WHAT THE EXERCISE ASKS:
For each entry, output its words exactly and leave any picture behind.

RECORDS PROVIDED:
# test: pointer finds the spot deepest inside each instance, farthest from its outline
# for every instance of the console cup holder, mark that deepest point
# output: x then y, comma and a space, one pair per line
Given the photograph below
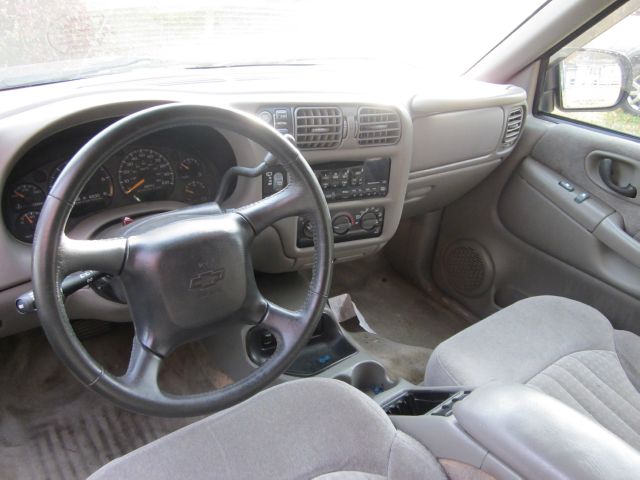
369, 377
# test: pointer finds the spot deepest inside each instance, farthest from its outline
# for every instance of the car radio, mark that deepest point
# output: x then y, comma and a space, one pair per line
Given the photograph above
339, 180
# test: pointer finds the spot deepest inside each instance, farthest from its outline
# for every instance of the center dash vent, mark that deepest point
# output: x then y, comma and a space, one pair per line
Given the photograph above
378, 126
318, 127
514, 126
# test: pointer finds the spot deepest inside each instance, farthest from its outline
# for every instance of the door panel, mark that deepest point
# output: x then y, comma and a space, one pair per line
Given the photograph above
573, 151
535, 240
544, 214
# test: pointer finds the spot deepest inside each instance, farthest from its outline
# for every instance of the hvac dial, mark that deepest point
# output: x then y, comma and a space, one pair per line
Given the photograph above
145, 174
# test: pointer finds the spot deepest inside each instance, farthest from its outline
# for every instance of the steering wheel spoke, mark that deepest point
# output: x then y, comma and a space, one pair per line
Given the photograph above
105, 255
143, 371
288, 202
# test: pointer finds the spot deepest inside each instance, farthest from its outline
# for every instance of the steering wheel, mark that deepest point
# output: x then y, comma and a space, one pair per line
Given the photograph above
184, 272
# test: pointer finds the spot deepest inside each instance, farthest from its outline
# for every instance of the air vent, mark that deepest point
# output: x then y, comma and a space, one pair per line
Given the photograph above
318, 127
514, 126
378, 126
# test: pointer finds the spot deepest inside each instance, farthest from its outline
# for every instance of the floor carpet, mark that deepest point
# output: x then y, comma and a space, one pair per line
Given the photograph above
394, 308
51, 427
408, 324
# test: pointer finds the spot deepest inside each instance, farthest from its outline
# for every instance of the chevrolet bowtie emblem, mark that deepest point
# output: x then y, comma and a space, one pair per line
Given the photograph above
206, 279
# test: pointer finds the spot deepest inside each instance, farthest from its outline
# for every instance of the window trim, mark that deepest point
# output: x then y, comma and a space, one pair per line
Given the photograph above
542, 72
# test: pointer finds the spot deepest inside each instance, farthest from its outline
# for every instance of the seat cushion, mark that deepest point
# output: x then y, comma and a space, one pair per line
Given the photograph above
558, 346
301, 429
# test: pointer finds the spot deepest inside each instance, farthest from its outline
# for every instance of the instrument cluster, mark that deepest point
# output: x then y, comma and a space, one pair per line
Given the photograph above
172, 166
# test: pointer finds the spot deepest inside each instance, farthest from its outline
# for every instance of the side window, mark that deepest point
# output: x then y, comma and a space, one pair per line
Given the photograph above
595, 78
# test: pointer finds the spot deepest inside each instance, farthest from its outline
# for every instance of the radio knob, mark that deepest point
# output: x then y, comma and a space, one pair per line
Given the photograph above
369, 221
341, 224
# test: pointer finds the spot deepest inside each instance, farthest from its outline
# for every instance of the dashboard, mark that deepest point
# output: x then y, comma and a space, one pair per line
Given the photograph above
182, 165
378, 159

SOLUTION TO THIS TASK:
# test: pointer finds the spot deepest inside each instance, farthest from its outline
# for every instance of the console cup holder, mark that deepest point
# output: x then y, comma and a space, one pair per line
Given the photograph below
369, 377
# test: pointer finds the spot deepest inside each instance, farthest from its outline
# for every instance of the car radio, mark that deepest point
# output: x then y, comma and a space, one pair per line
Given the photograph above
339, 180
# test: pointer finds the spot deepest inside each instance, farthest from its outline
# for every instance of the center dash vent, mark that deepest point
# output: x then y, comma and a space, one pair per line
Given the photograph above
378, 126
318, 127
514, 126
# test: pointer finds the spot deepest inside each instance, farthest from its outline
# for every instance of the door panel, mark that deepest point
# output: x then y, comma and a space, one pair per line
Given the photograph above
573, 151
535, 240
544, 214
# test: pointer finds the spot deepest inside each instance, farthest from its outline
# for every instance of the hvac dial, mark that deepest point
# output: x then y, comma and a space, one pair per line
Given the photograph above
145, 174
# test: pointer finds the spot deepest inside each instance, farthest from its outline
# for every instance of the steering wheel spoke, mark that deepest point
# output: x then y, comma and a space, one pair per line
Given the photograph above
105, 255
143, 371
288, 202
# test: pointer finds the spot deepest inside each instance, farthest from its outline
# for every instance of the steering wheel, mark that deepest point
# output: x then y, comma and a space, one pair per line
Given the photograph above
184, 272
# test: pointer finds the spot deepest inside each instance, farthest from its outline
# for every instance of the air vent, mark that deepest point
# output: x then y, comma and a space, one pair per line
Given the photograph above
318, 127
514, 126
378, 126
# test: pointer finds the spot deepest inside each instance, farthest from its outline
# for every instance of the floor carpet, mark that deepest point
# output: x then y, comma and a space, one pair per line
Given the photograph above
394, 308
51, 427
408, 324
# test: pointer finds the spot deepest inside each instance, farthest from its outline
# for every instance of the chevrolet bowtie emblem, mark that deepest point
# output: x then y, comma and a space, one pair per line
Given the photograph above
206, 279
# test: pointer finds the spot deepest inside each instance, farthest from its outline
# for every instance of the window trim, mark that deepest point
# output: x then y, comma and a space, one pair per line
Given the photograph above
542, 72
# test: pointer finds the spot deepest inside each instance, farthest from its outline
# for every instance of the seat cushion, mark that deepest point
# output: x then y, comma and a space, one pair per line
Given the photograph above
558, 346
301, 429
# test: pointer finds the spot deepest inside each instance, farthest from its outline
# for every instance of the instrument cluster, mark that deepest point
# output: x then y, comma and a space, one pair per line
Given the photograph above
172, 166
# test: pointer finds the spot deepest inside each instance, farthest from its outline
# for every instance of the side window, mark that deepest point
# output: x then y, comma and a space, one pair per line
Given the photograph above
595, 78
# test: pointer finds the spot deepest inside each instance, farthest from its outline
# for every instance of the radio knob, mark that deepest point
# output: x then y, comma and a space, one pair per line
Given the photograph above
369, 221
341, 224
# test: pointer finds the spot deepest inside each instance, farthest from its outline
# for every instance of the dashboard, mark that deepest point
# output: x then y, comma and a space, one pair per line
Given the photograph above
182, 165
378, 159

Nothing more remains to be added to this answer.